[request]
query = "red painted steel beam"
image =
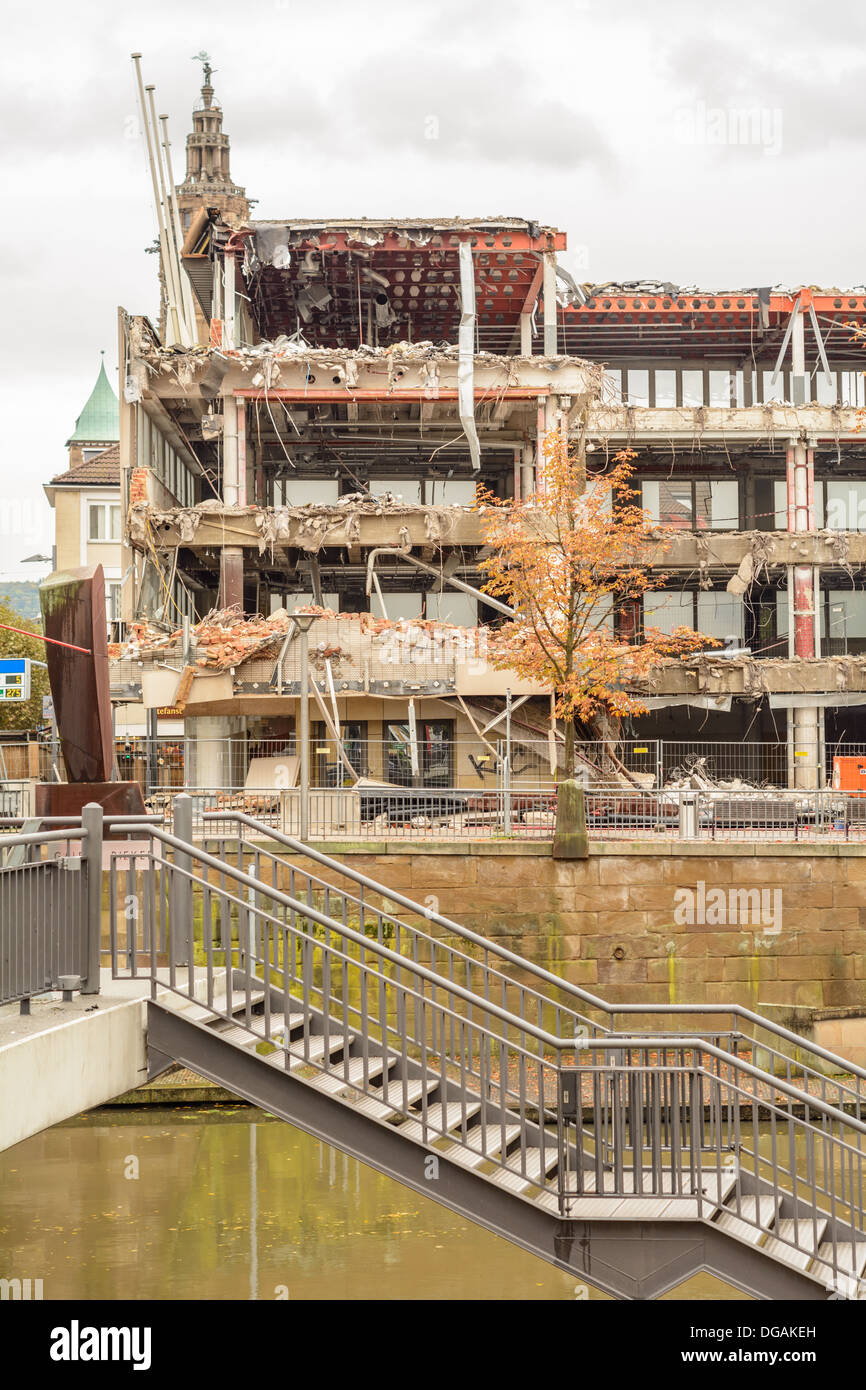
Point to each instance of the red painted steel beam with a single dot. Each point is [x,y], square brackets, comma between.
[52,640]
[410,395]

•••

### [WORK INSTRUCTIONS]
Word for word, give the listing above again, but drop any pictures.

### [WRITTEN REPLY]
[request]
query = "red painted steel beam"
image =
Point to each instance of the red painted steel beam with a single dot. Each point is [x,y], square brackets, comma between.
[52,640]
[410,395]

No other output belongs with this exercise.